### PROMPT:
Extract each line of the data below exactly as written.

### AVAILABLE RECORDS:
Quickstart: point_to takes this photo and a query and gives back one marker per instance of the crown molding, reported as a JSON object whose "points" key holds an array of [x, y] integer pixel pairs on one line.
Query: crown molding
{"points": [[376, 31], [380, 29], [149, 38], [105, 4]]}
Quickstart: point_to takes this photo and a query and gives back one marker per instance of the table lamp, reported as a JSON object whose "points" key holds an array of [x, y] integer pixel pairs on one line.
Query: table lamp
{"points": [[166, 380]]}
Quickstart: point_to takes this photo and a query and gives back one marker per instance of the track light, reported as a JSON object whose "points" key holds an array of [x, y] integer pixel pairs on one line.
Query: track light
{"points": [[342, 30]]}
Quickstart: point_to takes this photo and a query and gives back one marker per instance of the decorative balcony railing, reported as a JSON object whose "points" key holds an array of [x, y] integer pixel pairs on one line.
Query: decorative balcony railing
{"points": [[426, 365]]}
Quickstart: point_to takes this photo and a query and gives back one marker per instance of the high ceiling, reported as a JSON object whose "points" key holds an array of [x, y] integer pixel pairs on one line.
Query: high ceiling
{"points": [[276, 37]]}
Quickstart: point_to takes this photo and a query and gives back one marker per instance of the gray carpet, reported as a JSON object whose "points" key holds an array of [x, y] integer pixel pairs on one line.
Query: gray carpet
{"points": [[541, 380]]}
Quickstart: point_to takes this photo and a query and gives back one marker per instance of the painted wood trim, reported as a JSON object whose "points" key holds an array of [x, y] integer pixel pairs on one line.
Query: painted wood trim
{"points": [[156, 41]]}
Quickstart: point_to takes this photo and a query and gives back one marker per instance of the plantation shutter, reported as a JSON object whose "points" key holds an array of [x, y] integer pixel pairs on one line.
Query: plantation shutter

### CORRECT RESULT:
Quickstart: point_to takes this photo and a query and gives back one marker per instance of the crown molding, reported as a JSON object whose "points" key holds an array of [x, y] integer pixel pairs on one line.
Query: crown molding
{"points": [[376, 31], [380, 29], [149, 38], [105, 4]]}
Quickstart: point_to takes this photo and a query and gives back one marker per instance of the table lamp, reported as a JSON object whose "points" key holds an array of [x, y] integer pixel pairs on one line.
Query: table lamp
{"points": [[166, 380]]}
Quickstart: point_to takes this photo and a query and gives back one marker per instance of the track light, reported as a JSON object whose "points" key holds an array of [x, y] integer pixel pairs on one line.
Query: track light
{"points": [[342, 30]]}
Quickstart: point_to takes this photo and a query and gives back one marker per instance of the decorative balcony railing, reported as a JSON object whose "points" key holds an array of [x, y] integer pixel pairs on one line.
Query: decorative balcony railing
{"points": [[426, 365]]}
Quickstart: point_to takes this photo and a query and gives back one marker per instance of the high ceiling, reported as a JSON object whose "points" key holds an array of [x, y] integer pixel pairs on one line.
Query: high ceiling
{"points": [[276, 37]]}
Quickstart: point_to takes this photo and a query and gives back one marker per instance of the gray carpet, reported as a JSON object whose "points" key holds an array of [x, y] integer pixel pairs on one line.
Query: gray carpet
{"points": [[541, 380]]}
Quickstart: point_to takes this photo and a query and gives back one marker per instance of the painted wood trim, reported as a JSON object whose "points" key holds an array of [x, y] integer pixel pairs on one line.
Query: painted wood trim
{"points": [[156, 41]]}
Quickstart: point_to takes this photo and a query and gives back one marker per instance of the plantation shutter, reported as a JSON object whose "points" key holds an array of [x, y] integer pixel pairs on one line.
Query: plantation shutter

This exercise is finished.